DIRECTION: Which lines in the items below contain the string "weathered", matching case exactly? Copy each of those lines.

┌─ PROVIDED DATA

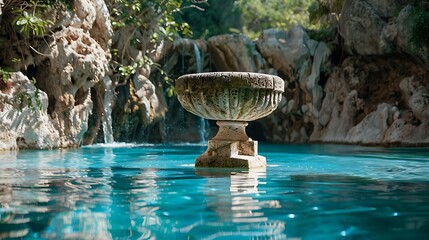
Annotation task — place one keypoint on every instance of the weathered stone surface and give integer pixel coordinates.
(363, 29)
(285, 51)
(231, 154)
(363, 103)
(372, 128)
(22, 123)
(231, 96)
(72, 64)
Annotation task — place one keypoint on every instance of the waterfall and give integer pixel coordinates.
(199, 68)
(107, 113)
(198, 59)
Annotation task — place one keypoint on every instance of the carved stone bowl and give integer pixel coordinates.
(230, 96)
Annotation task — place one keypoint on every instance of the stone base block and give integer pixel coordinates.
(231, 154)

└─
┌─ PROVIDED DATA

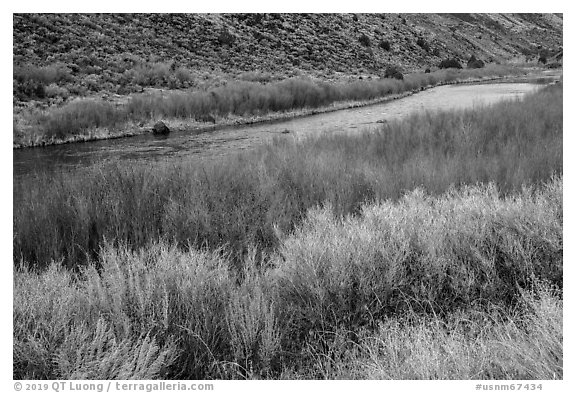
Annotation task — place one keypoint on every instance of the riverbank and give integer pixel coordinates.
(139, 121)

└─

ANSWER FOR THE TASK:
Annotation task — place one keypoint on every instance of the weathered stone surface and give integer pixel coordinates.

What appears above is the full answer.